**EXERCISE INPUT**

^^^^^^^^^^^^^^^^

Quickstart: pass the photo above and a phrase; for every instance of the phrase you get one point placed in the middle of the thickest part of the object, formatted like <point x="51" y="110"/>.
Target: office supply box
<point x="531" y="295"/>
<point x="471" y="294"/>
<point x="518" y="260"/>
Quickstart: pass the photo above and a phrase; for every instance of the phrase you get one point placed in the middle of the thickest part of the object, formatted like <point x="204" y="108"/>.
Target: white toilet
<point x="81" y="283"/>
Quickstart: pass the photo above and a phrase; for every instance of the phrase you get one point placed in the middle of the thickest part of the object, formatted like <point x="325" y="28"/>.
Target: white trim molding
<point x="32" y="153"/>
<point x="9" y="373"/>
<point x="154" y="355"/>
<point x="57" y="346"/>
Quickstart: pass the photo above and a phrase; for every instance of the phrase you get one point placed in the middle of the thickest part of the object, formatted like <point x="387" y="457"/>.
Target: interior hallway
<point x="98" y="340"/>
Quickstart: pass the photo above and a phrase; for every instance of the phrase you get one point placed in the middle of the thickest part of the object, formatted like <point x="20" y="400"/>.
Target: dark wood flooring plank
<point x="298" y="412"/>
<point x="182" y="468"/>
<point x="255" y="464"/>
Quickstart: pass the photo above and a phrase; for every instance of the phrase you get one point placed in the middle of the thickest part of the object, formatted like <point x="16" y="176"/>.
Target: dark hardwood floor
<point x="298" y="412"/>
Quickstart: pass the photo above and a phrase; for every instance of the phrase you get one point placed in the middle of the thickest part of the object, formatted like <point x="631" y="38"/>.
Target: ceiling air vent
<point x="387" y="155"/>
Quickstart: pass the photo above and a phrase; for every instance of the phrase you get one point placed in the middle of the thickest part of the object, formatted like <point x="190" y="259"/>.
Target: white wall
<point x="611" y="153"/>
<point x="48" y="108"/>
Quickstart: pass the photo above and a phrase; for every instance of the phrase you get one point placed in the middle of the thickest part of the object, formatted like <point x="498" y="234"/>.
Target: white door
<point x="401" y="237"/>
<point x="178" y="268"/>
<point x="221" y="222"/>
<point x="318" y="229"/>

^^^^^^^^^^^^^^^^

**STATED PROBLEM**
From the data above, extract each line that contains the string "dark".

**WRITTEN ANSWER**
Target: dark wood flooring plank
Target: dark hardwood floor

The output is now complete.